__Work required__. Collect every line of the records below that contains the string "camera".

[Raw records]
┏━━

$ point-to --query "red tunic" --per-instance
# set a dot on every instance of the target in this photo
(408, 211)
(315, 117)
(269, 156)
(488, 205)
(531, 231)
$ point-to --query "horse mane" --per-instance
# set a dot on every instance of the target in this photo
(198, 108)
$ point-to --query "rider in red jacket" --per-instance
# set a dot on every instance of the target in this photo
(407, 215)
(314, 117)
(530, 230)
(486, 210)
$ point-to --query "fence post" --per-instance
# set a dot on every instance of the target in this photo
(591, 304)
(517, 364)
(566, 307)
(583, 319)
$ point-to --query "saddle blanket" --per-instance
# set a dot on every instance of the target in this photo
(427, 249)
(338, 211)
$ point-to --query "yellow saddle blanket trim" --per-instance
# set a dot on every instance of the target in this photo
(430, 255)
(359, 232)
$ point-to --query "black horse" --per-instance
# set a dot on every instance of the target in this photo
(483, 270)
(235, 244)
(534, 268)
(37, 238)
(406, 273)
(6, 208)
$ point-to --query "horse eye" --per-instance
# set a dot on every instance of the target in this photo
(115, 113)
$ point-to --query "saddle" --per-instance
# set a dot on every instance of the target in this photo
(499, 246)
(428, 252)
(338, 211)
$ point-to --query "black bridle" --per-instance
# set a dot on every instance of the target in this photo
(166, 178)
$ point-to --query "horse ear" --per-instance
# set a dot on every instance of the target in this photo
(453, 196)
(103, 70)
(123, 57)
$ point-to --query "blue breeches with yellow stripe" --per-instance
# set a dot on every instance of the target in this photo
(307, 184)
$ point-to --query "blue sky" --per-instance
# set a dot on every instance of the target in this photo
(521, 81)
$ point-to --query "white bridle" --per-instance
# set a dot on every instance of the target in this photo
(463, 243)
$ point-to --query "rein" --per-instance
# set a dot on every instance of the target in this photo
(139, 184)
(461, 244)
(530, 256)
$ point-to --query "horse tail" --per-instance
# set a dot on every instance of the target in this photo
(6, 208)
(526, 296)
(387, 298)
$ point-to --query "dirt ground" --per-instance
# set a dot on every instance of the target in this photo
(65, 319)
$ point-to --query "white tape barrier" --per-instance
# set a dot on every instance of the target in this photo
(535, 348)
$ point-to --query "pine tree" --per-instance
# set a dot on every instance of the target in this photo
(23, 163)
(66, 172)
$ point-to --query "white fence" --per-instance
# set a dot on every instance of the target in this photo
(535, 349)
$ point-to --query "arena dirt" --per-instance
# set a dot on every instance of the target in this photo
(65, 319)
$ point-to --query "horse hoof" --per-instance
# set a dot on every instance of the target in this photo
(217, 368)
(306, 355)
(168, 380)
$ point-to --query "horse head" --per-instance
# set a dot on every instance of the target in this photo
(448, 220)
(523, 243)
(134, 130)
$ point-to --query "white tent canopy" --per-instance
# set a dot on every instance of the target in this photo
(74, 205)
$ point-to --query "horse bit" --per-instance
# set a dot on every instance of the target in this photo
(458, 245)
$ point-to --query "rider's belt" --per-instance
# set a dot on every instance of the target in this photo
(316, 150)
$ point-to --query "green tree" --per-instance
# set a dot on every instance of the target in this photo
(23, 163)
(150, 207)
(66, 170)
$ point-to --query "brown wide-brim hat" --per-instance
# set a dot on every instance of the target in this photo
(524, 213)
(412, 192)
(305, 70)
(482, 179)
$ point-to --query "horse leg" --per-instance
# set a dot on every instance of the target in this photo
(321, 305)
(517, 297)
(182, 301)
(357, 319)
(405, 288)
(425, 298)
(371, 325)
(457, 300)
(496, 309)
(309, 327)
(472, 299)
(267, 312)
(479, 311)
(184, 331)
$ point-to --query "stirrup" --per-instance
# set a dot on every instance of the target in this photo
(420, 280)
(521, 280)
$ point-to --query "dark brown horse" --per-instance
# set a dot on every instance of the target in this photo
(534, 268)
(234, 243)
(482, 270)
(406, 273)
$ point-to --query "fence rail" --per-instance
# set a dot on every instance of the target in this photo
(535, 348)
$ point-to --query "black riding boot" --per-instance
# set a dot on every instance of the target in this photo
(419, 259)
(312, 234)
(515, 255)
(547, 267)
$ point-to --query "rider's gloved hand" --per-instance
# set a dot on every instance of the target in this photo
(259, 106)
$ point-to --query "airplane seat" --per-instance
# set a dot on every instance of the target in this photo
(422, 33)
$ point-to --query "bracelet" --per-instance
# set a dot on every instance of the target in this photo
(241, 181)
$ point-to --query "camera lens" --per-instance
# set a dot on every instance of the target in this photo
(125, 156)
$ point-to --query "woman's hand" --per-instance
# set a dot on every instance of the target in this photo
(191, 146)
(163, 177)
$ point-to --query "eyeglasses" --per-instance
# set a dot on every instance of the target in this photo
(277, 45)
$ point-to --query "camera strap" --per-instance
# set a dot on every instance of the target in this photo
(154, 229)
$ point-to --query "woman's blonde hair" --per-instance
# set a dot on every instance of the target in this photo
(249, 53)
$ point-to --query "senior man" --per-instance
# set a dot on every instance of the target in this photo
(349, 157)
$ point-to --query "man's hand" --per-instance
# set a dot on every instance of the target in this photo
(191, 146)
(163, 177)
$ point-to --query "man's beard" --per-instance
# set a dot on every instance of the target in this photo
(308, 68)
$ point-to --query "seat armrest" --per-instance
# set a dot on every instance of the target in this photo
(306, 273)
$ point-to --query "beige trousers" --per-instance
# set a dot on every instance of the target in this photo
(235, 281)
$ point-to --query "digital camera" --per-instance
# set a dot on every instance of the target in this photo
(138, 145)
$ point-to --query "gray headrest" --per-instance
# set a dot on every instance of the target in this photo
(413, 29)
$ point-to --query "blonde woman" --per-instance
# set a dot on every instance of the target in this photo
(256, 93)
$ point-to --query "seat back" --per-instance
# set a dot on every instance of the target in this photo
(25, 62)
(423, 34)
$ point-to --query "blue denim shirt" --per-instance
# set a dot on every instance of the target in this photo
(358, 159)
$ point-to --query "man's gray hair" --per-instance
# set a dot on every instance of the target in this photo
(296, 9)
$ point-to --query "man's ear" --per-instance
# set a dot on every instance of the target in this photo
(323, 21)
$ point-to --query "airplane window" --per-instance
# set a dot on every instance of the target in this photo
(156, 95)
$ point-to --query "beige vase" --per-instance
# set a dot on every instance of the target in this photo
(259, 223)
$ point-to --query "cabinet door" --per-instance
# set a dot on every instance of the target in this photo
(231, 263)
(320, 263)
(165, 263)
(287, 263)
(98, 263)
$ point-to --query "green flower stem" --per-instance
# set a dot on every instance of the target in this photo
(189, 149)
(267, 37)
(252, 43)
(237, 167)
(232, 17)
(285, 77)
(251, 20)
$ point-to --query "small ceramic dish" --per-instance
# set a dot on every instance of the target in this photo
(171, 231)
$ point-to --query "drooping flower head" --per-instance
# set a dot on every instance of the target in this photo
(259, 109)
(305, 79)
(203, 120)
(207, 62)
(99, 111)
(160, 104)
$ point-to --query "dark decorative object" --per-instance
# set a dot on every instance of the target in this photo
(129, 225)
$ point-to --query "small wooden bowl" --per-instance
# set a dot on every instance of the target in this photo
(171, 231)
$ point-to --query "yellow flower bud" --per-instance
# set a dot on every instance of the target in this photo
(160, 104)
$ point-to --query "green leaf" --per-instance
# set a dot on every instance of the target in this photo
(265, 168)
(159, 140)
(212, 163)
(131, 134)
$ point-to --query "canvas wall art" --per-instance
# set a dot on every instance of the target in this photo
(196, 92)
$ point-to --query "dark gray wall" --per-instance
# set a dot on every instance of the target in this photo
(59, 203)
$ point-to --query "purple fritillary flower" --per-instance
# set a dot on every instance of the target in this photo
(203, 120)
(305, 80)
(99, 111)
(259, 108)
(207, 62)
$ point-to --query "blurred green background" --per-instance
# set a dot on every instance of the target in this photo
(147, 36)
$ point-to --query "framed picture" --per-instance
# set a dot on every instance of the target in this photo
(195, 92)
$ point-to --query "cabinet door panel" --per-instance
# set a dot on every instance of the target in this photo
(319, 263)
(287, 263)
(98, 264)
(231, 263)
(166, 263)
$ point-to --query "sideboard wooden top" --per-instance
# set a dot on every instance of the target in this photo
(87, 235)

┗━━

__Final answer__.
$ point-to --query "camera lens" --per-instance
$ point-to --query "camera strap" --per-instance
$ point-to --query "digital camera" --per-instance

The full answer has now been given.